In the text on the polar form of complex numbers, what is r equal to in terms of x and y?

**Extract to read:**
■ ■ ■

A complex number is a number that can be put in the form x + iy, where x and y are real numbers and i is called the imaginary unit, where i2 = −1. The polar form of a complex number is a shorthand for the exponential form. The polar shorthand for Aei$\theta$ is A $\angle$$\theta$. In this page we are going to discuss about polar form of a complex number and operation on the complex numbers.

 Related Calculators Complex Numbers in Standard Form Calculator Polar Form to Rectangular Form Calculator Adding Complex Numbers Calculator Dividing Complex Numbers Calculator

## Complex Number to Polar Form

The Cartesian form of complex number is x + iy be the given complex number, where x is called as the real part and y is called as the imaginary part.

This can be written in the polar form as follows:

x + iy = r (cos θ + i sin θ) ………….. (A)

where, x = r cos θ, y = r sin θ [This we got by comparing the real and imaginary part on both sides]

Here, r cos θ is the real part and r sin θ is the imaginary part.

Therefore, cos θ = $\frac{x}{r}$

sin θ = $\frac{y}{r}$

Therefore, cos 2 θ + sin 2 θ = 1

$(\frac{x}{r}) ^2 + (\frac{y}{r}) ^2 = 1$

$\frac{x ^2 + y ^2}{r ^2}$ = $1$

$r^2 = x^2 + y^2$

Therefore, $r = \sqrt{x ^2 + y ^2}$ …………. (1)

■ ■ ■

**Data entries:**
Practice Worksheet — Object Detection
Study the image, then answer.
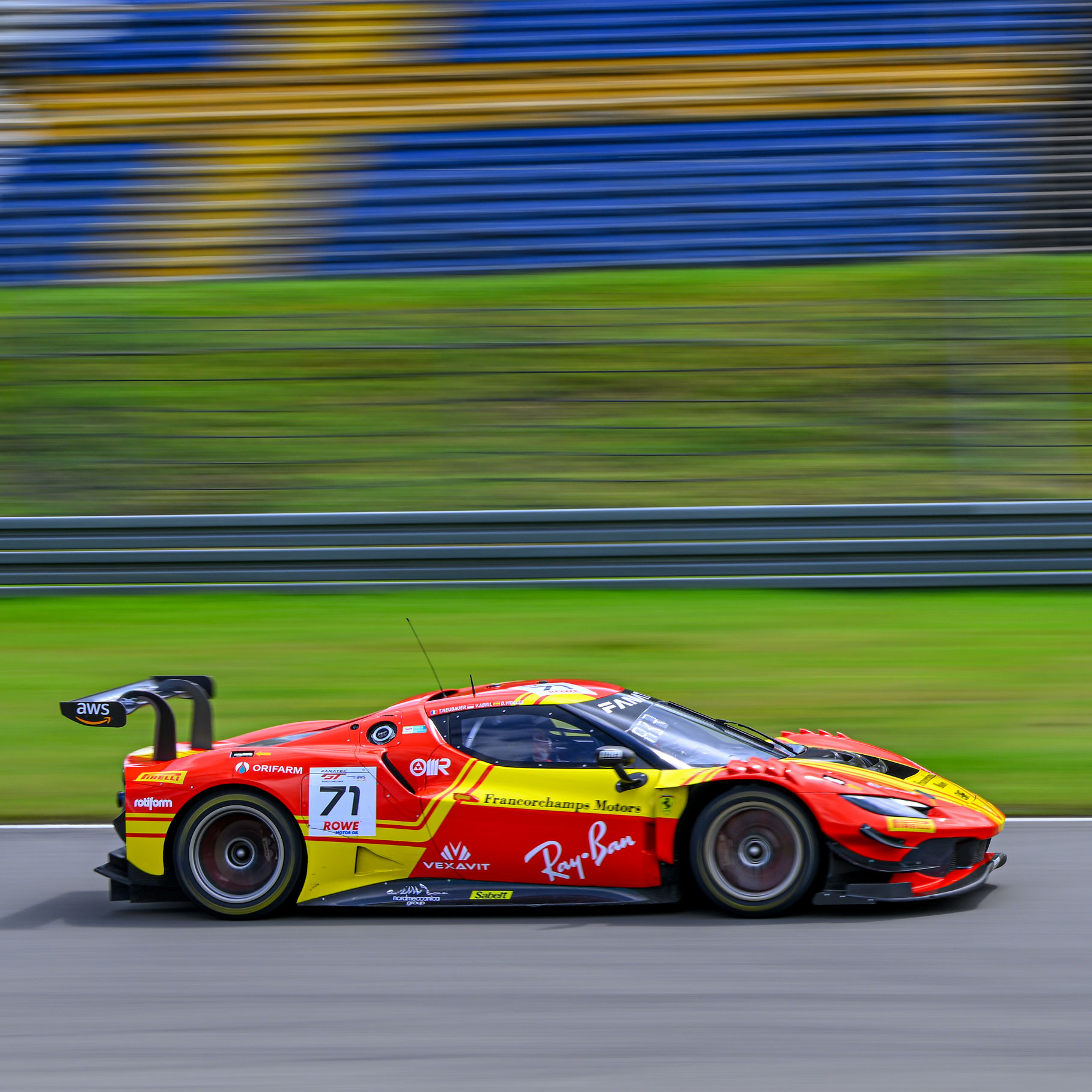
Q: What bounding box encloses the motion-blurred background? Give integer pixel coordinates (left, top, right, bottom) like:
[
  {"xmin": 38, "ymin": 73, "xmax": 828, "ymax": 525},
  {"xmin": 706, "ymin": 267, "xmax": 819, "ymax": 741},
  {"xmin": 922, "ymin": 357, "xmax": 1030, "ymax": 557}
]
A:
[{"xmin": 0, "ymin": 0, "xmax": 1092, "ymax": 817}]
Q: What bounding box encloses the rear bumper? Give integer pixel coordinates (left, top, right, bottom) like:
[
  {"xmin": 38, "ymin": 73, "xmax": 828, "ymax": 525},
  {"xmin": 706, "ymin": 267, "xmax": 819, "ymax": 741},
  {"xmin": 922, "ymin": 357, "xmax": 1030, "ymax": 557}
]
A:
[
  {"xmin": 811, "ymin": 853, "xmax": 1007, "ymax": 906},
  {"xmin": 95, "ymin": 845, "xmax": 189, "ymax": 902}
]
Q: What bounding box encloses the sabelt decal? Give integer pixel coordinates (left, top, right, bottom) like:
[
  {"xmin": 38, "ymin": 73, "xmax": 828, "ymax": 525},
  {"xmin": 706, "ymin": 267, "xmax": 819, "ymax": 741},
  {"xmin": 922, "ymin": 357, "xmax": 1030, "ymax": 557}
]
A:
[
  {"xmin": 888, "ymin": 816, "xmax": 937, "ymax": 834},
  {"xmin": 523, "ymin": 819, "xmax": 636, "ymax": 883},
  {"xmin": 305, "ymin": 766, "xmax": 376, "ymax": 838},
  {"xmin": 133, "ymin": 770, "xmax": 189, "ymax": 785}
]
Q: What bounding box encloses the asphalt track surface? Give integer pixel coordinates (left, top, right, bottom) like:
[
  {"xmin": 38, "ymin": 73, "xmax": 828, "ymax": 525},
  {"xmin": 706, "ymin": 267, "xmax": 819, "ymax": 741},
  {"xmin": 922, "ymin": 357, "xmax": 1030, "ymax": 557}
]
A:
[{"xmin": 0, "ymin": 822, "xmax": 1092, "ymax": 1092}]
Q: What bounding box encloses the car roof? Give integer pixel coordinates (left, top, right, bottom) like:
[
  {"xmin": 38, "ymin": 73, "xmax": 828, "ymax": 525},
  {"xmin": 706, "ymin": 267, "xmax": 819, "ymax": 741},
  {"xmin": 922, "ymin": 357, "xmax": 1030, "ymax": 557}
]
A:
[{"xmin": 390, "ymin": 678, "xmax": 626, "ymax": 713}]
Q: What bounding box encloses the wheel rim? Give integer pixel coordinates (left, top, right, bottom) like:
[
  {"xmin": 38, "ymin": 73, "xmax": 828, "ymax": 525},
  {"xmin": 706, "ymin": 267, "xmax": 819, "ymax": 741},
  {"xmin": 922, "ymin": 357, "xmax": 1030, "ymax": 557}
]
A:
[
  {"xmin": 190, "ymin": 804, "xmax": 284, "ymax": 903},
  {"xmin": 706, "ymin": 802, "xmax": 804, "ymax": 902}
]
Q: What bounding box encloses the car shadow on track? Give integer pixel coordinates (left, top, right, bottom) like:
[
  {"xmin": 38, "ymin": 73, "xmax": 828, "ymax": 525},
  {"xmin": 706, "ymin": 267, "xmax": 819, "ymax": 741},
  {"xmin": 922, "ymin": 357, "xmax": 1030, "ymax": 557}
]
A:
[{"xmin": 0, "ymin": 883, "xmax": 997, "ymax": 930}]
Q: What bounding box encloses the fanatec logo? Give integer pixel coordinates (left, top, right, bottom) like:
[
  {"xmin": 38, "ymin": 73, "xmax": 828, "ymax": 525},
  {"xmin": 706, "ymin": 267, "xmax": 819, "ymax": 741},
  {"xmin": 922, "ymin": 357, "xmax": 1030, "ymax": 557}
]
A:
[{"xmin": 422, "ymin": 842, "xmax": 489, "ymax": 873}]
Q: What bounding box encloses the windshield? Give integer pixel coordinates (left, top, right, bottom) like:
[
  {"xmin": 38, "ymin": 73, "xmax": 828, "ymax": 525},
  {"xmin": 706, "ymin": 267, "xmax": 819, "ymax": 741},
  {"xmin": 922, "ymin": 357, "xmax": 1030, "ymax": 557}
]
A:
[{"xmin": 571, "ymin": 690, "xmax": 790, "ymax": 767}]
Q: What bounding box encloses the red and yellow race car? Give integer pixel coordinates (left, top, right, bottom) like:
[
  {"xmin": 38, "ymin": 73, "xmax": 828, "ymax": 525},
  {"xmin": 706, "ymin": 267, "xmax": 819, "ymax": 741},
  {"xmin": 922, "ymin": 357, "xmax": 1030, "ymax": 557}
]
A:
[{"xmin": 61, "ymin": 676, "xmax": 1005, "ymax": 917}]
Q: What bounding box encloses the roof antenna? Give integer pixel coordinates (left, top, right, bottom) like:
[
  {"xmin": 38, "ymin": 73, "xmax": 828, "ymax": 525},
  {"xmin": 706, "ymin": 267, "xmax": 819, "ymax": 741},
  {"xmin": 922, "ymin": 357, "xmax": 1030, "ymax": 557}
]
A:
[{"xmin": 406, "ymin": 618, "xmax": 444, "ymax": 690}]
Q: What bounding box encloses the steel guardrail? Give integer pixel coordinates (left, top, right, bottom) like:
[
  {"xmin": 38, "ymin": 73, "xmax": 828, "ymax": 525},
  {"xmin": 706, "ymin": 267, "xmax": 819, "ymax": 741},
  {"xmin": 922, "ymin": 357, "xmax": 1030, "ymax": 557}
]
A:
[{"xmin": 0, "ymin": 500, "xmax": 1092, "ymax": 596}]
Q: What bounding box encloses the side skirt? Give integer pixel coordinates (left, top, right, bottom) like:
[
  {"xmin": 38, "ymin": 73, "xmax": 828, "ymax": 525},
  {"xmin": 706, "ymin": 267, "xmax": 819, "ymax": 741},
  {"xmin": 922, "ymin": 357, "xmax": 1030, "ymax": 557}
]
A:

■ ■ ■

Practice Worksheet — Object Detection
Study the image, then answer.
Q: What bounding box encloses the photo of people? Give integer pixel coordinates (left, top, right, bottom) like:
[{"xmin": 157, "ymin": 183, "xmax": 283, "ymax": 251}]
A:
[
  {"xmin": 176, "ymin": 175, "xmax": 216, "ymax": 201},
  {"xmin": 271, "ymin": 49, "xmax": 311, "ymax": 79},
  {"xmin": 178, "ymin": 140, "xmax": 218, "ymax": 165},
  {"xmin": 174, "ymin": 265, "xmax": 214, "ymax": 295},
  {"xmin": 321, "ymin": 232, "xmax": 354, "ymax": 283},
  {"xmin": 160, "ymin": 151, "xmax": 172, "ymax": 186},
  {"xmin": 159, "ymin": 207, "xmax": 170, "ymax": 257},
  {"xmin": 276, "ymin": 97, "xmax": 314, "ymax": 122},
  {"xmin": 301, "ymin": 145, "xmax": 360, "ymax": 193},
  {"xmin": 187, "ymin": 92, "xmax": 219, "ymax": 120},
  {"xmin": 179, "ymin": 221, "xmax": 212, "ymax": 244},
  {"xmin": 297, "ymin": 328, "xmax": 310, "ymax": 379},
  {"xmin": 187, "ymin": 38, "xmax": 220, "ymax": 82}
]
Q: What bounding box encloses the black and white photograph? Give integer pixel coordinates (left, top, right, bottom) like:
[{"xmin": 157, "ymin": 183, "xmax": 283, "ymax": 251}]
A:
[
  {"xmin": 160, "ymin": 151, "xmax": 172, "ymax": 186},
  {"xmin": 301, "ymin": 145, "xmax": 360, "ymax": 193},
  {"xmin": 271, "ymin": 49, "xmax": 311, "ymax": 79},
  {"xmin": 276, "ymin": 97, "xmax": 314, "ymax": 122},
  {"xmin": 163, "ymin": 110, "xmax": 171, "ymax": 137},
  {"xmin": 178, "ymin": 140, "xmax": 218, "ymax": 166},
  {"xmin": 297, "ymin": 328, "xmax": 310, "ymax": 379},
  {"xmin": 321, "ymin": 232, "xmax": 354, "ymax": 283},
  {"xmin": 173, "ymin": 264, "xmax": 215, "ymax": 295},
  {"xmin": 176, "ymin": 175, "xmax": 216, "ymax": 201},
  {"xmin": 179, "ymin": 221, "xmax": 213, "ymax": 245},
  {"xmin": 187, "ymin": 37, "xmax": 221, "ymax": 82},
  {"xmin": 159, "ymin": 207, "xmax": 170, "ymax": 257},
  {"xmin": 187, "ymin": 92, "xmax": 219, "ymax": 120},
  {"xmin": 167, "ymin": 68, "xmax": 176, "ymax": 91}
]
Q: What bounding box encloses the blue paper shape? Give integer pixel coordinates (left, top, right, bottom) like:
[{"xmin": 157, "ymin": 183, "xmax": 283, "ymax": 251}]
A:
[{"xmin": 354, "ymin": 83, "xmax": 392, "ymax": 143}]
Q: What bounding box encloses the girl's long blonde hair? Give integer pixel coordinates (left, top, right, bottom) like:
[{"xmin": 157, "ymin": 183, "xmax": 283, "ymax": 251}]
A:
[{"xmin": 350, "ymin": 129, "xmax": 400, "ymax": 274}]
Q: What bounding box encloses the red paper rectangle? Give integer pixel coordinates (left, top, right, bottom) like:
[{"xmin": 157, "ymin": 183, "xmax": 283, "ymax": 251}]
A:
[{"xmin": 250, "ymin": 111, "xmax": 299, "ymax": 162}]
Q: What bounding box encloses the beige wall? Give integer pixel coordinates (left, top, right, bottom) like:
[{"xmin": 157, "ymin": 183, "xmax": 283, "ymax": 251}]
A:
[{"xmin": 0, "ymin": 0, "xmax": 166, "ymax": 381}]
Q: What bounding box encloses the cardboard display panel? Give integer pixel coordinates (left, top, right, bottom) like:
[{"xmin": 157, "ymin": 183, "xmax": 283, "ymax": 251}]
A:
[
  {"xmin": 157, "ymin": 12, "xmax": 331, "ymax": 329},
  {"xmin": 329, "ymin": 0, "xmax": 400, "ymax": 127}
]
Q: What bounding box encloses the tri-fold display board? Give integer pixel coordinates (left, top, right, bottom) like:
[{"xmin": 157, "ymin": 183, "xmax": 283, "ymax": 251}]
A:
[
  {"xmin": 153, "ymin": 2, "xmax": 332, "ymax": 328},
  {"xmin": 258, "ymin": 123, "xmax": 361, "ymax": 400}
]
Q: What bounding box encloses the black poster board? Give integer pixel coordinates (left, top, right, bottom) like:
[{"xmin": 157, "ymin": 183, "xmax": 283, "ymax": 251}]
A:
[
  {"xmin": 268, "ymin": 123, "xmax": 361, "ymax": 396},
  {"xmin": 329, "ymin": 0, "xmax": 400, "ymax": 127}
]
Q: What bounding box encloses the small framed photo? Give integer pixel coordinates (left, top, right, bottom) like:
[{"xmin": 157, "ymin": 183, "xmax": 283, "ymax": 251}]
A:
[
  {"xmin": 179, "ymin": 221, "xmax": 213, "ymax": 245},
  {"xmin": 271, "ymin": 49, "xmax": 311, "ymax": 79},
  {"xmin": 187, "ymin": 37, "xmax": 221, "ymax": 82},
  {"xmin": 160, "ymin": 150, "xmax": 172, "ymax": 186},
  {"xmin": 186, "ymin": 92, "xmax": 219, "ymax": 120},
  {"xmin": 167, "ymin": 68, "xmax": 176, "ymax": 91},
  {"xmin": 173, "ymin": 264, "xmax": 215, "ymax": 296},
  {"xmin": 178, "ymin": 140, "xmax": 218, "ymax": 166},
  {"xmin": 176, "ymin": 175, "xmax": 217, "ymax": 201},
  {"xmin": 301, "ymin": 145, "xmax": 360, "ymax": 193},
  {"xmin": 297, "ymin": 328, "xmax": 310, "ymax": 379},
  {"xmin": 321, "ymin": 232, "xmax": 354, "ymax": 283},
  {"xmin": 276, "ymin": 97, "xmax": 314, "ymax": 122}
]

■ ■ ■

**Exercise solution:** r = √(x² + y²)